**EXERCISE:** Convert the lines of the records below into a numbered list, starting at the line containing "Where can the sky" and running through the end of the records, and omit blank lines.
Begin TASK INPUTS
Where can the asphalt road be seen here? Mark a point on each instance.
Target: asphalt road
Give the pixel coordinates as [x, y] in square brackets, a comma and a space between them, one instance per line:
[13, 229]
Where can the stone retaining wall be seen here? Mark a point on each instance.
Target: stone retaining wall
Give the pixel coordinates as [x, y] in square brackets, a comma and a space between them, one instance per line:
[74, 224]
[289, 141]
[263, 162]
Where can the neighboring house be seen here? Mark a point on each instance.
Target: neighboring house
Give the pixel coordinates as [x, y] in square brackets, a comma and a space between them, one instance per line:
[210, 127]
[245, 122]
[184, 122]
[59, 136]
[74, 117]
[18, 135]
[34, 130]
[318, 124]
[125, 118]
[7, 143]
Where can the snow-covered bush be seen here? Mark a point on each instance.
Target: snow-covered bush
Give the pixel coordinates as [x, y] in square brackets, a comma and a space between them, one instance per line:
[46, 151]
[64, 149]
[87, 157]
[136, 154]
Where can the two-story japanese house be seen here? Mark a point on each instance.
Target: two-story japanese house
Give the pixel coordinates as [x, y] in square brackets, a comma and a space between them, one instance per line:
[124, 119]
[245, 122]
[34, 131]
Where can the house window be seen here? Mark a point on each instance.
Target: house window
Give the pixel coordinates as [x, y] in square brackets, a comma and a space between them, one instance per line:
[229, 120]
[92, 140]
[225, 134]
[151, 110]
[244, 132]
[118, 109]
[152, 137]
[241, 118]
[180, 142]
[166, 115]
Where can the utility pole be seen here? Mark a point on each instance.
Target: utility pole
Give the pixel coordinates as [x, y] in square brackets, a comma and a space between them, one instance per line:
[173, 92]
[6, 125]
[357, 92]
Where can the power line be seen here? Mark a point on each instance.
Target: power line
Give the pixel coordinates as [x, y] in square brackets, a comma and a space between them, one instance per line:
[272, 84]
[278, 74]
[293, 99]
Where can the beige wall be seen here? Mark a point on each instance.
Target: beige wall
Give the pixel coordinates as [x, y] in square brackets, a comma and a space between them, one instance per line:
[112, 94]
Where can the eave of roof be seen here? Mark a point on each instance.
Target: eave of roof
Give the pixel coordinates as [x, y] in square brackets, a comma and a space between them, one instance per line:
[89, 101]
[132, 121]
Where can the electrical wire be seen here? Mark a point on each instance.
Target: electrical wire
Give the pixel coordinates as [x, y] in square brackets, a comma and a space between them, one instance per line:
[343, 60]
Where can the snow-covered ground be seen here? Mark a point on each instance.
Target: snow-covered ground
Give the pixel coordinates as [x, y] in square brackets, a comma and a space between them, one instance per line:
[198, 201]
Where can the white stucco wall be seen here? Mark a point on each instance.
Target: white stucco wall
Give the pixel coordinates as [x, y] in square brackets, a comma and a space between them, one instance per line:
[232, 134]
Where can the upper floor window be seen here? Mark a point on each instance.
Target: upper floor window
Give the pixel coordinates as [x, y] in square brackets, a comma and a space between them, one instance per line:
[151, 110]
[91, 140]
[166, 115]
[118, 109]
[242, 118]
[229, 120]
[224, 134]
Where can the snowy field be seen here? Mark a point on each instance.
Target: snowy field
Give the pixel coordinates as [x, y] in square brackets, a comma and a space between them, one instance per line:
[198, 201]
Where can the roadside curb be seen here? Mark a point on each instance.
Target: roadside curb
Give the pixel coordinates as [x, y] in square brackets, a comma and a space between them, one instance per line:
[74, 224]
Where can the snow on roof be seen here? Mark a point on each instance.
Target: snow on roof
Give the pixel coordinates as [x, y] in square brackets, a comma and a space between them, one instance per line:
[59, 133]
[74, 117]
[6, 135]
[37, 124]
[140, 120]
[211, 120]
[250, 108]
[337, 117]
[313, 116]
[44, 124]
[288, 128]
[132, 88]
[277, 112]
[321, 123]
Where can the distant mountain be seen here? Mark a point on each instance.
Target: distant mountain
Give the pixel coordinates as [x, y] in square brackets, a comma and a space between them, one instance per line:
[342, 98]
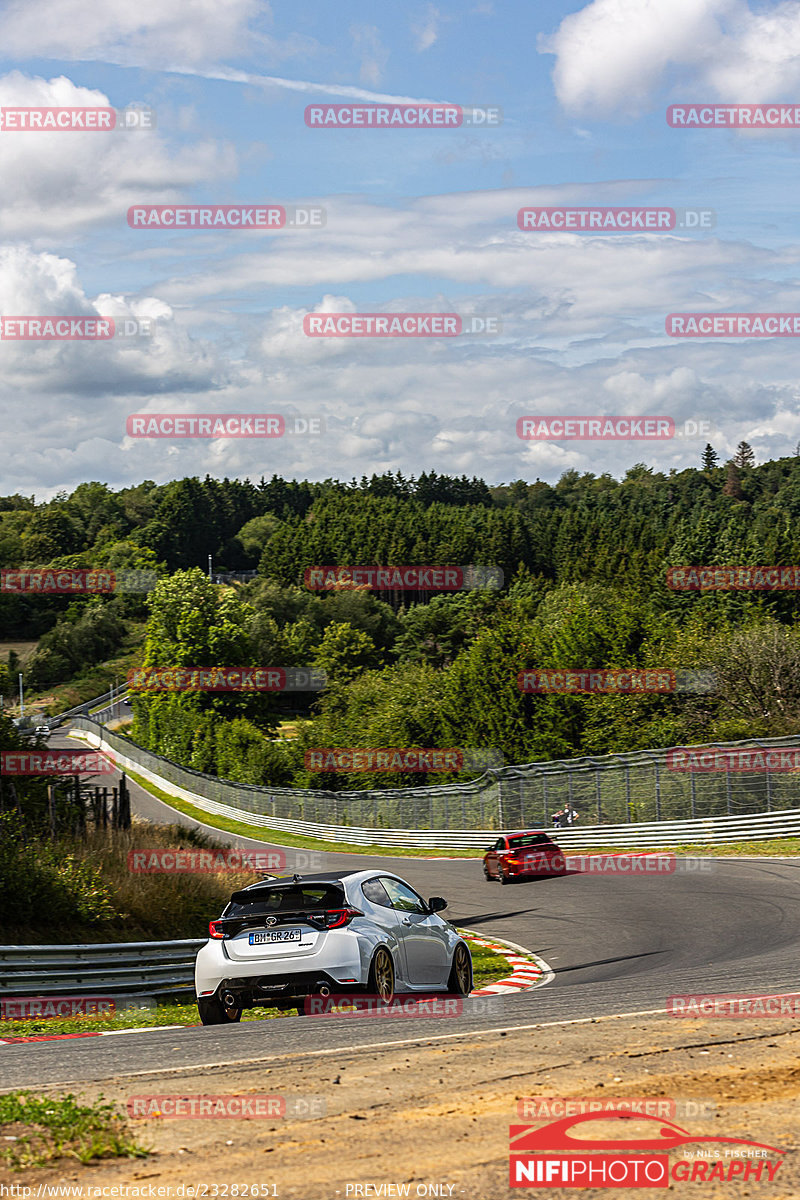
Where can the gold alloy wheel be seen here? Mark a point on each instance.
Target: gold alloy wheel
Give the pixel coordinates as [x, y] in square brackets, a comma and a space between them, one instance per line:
[462, 970]
[382, 976]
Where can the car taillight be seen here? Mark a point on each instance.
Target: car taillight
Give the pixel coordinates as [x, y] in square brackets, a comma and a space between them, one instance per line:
[337, 917]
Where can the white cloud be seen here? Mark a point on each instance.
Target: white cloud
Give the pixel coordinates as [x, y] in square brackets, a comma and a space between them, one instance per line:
[54, 183]
[426, 29]
[149, 33]
[614, 55]
[41, 285]
[373, 54]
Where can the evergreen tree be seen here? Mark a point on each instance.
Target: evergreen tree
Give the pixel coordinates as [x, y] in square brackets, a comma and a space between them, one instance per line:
[744, 456]
[710, 457]
[733, 483]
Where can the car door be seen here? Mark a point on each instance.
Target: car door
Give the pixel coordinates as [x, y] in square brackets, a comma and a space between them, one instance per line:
[492, 857]
[389, 921]
[423, 933]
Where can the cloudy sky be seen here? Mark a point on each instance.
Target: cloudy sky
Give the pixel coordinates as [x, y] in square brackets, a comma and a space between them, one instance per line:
[415, 221]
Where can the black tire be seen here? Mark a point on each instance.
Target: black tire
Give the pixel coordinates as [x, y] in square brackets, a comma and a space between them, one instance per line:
[380, 981]
[214, 1012]
[461, 972]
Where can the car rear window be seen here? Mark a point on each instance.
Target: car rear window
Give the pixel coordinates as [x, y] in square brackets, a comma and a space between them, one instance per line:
[302, 898]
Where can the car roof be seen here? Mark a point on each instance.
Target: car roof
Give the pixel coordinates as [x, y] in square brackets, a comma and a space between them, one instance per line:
[320, 877]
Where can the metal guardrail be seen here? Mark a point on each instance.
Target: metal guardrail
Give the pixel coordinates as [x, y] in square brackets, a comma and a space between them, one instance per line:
[645, 834]
[617, 792]
[128, 969]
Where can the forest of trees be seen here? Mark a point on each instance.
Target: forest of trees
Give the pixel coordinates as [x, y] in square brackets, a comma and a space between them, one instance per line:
[584, 564]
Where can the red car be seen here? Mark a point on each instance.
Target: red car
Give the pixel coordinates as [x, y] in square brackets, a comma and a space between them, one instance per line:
[524, 853]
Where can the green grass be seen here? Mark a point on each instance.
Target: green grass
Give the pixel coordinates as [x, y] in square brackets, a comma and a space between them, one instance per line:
[94, 682]
[44, 1128]
[278, 838]
[774, 847]
[487, 967]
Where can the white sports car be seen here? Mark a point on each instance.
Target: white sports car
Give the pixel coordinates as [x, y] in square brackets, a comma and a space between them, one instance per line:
[284, 939]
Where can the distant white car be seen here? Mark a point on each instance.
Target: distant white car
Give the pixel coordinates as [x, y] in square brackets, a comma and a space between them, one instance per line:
[284, 939]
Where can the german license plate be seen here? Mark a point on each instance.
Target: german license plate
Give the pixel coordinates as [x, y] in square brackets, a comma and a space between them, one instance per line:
[275, 935]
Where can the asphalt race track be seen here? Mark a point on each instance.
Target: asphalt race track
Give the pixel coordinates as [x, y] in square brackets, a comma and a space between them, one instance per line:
[615, 943]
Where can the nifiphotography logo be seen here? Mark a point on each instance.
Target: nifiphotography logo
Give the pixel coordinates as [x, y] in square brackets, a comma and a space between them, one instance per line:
[552, 1157]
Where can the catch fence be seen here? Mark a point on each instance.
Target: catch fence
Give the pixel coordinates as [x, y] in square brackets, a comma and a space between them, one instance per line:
[608, 790]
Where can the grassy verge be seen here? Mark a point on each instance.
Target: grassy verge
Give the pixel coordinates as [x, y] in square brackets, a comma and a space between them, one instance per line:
[773, 849]
[278, 838]
[37, 1129]
[96, 679]
[487, 967]
[83, 889]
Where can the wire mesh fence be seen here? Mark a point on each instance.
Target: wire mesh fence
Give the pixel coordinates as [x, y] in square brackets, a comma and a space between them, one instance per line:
[641, 786]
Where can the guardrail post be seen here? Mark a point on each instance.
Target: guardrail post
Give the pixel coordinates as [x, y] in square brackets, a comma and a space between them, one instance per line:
[657, 792]
[627, 792]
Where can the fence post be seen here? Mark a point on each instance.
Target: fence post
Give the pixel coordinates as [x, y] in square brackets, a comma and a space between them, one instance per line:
[627, 792]
[657, 792]
[50, 807]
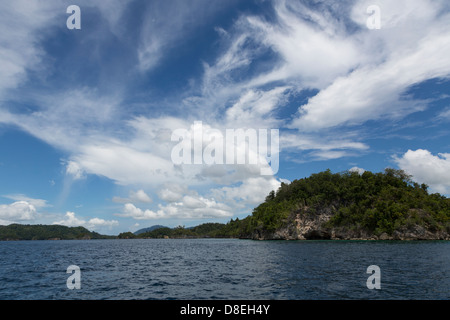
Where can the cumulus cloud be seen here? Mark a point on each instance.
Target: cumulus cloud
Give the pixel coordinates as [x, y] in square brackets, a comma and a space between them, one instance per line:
[433, 170]
[36, 203]
[134, 196]
[18, 211]
[357, 169]
[398, 56]
[71, 220]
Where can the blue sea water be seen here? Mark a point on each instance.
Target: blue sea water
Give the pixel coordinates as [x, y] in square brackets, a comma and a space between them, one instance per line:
[224, 269]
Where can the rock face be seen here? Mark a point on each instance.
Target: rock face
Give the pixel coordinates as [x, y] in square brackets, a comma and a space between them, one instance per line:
[303, 226]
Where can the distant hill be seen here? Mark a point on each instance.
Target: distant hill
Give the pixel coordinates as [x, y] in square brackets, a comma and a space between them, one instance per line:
[143, 230]
[346, 205]
[349, 205]
[47, 232]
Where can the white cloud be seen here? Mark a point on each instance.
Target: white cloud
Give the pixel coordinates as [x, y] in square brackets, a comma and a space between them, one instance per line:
[16, 212]
[36, 203]
[71, 220]
[73, 169]
[427, 168]
[135, 196]
[412, 46]
[357, 169]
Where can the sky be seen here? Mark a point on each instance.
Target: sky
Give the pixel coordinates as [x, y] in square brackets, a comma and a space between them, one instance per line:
[116, 117]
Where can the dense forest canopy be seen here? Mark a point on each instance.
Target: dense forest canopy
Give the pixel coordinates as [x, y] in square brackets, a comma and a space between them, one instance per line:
[373, 203]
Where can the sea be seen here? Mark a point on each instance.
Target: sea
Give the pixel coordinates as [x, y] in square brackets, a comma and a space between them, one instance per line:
[224, 269]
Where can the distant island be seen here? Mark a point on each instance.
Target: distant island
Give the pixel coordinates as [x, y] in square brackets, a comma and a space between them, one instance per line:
[47, 232]
[324, 206]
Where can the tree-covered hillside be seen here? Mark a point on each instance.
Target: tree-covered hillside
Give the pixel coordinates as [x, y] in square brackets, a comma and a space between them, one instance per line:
[45, 232]
[373, 203]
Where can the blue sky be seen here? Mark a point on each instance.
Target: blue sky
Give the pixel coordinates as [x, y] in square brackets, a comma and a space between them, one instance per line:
[87, 116]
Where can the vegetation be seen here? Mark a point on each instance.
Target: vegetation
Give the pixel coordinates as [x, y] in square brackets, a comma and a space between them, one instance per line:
[45, 232]
[374, 202]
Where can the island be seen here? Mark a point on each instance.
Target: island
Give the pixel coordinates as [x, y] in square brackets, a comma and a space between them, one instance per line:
[324, 206]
End TASK INPUTS
**RESPONSE TO THIS EXERCISE:**
1. Where can the sky be seen here? Mark a point on each instance.
2. Target: sky
3. Give the pixel coordinates as [x, y] in square brackets, a comma and a space between them, one instance per line:
4. [116, 117]
5. Where can the dense forest canopy be seen here? Mark a point on each instance.
6. Target: dense forest canopy
7. Give the pixel coordinates as [x, y] in square brackets, a comma and a space between them, one instance per line:
8. [373, 203]
9. Where can the sea be seen here? Mark a point on each instance.
10. Target: sea
11. Give the pixel coordinates as [x, y] in square brackets, a comma and a space between them, one instance per line:
12. [224, 269]
13. Where can the distant island be seen here? Mark a point on each instance.
14. Target: distant island
15. Give the pixel coordinates as [x, y] in square brackets, a comma and a space between them, one instance per line:
16. [47, 232]
17. [324, 206]
18. Where can the tree-covered hillside be seen here? Mark a point on each instance.
19. Target: tree-covered hillside
20. Give the pixel coordinates as [x, y] in square brackets, a comma and a space between them, one instance per line:
21. [45, 232]
22. [373, 203]
23. Where can the blue sky be seen here? Mark a point on each instance.
24. Target: blue sky
25. Give the pixel coordinates as [x, y] in square brackets, a comma and a space between them, one instance per line:
26. [87, 116]
27. Where can the vegetation be seen here? Mark a point on each instance.
28. Target: vegetation
29. Give the pixel coordinates as [x, y] in square brackets, a comma and a space between them, one instance per line:
30. [45, 232]
31. [374, 202]
32. Where can the island be seen here? Mark a point on each instance.
33. Target: island
34. Give the pixel coordinates as [x, y] in square brackets, a comma and a space between them, one instance per line:
35. [324, 206]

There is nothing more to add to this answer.